» What you will do: Report every line of the records below that contains the word "cushion".

» Material for this exercise:
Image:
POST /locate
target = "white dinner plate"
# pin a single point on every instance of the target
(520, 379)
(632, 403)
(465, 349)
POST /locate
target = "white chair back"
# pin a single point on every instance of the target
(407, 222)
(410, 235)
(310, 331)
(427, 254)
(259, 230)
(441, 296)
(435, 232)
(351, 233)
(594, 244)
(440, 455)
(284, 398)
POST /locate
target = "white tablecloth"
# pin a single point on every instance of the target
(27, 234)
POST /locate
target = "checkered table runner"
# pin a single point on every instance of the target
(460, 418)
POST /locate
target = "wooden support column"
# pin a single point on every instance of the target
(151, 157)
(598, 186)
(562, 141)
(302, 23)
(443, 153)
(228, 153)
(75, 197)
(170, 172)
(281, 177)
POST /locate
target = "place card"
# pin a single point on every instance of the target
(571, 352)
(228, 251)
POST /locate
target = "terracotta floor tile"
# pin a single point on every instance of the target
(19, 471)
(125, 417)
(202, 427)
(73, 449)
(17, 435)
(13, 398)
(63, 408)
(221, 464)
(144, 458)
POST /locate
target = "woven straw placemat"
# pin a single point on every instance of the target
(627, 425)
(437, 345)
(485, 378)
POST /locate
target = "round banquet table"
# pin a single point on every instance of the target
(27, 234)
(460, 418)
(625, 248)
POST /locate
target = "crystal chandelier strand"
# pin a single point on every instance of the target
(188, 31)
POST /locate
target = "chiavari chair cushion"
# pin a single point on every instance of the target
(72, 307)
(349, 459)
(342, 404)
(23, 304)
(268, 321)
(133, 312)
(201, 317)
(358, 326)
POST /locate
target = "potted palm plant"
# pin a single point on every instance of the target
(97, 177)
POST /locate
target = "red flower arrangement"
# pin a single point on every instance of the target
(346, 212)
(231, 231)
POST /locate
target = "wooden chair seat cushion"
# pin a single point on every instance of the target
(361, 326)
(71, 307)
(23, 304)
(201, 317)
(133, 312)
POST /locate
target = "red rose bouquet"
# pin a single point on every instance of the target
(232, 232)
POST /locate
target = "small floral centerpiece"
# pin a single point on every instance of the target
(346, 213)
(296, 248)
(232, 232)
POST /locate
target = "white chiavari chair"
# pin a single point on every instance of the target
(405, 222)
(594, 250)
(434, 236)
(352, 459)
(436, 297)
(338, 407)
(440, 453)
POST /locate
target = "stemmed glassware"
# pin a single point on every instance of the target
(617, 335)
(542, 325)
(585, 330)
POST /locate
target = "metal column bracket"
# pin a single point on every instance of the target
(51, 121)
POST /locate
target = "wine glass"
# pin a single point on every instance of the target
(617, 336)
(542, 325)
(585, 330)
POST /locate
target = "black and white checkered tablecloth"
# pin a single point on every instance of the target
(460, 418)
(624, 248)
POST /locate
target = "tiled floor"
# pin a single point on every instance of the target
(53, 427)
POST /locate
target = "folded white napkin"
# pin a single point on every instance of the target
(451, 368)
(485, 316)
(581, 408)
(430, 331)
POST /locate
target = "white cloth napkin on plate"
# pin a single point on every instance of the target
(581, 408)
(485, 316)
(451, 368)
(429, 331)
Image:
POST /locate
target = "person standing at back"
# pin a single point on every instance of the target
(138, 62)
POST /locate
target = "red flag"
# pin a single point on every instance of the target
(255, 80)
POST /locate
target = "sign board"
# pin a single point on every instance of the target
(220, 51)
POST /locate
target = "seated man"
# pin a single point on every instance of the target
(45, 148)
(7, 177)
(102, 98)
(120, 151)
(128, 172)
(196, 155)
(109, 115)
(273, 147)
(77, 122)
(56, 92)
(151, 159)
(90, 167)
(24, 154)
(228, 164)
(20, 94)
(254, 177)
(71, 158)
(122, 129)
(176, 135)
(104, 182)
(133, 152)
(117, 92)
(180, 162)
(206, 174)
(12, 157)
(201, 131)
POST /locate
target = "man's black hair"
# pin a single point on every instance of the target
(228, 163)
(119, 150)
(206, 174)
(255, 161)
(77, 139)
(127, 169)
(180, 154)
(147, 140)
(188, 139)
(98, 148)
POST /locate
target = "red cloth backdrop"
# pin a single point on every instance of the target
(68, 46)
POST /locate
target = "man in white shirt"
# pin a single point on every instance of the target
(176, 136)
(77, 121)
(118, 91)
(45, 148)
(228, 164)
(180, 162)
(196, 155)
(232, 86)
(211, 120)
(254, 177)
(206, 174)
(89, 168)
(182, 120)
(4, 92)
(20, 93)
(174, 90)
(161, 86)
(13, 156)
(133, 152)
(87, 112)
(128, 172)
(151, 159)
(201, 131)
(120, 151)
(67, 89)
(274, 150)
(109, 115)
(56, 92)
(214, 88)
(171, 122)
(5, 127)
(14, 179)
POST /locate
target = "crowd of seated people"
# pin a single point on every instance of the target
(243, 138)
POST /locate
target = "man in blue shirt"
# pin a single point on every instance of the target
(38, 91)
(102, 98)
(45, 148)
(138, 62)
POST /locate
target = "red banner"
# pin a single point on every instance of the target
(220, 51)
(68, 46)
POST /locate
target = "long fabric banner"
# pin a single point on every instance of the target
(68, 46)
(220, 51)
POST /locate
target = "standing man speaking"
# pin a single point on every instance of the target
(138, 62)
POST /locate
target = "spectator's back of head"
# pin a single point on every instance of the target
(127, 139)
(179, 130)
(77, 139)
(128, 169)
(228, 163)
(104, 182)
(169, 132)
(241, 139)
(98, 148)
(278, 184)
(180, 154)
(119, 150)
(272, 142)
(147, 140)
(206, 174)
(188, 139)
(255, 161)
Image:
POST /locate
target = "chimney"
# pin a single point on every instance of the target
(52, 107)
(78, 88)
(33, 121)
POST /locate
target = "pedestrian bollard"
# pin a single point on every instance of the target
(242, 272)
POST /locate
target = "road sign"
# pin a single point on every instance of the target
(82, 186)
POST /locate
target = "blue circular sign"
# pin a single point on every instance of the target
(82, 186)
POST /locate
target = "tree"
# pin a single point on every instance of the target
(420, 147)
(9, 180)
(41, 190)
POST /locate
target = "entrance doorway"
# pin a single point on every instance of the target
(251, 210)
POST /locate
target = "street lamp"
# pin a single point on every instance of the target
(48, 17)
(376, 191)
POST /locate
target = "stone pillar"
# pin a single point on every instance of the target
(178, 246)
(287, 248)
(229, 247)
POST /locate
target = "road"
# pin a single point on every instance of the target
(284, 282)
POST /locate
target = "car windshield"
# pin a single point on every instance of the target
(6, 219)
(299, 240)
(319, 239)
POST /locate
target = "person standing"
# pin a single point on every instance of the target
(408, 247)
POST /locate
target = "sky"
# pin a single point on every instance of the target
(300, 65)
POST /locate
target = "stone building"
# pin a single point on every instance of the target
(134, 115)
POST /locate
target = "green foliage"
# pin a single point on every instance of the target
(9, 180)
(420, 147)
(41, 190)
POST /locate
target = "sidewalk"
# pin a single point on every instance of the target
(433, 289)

» Solution to the exercise:
target = "chiavari chair cushion"
target = "wooden chair seat cushion"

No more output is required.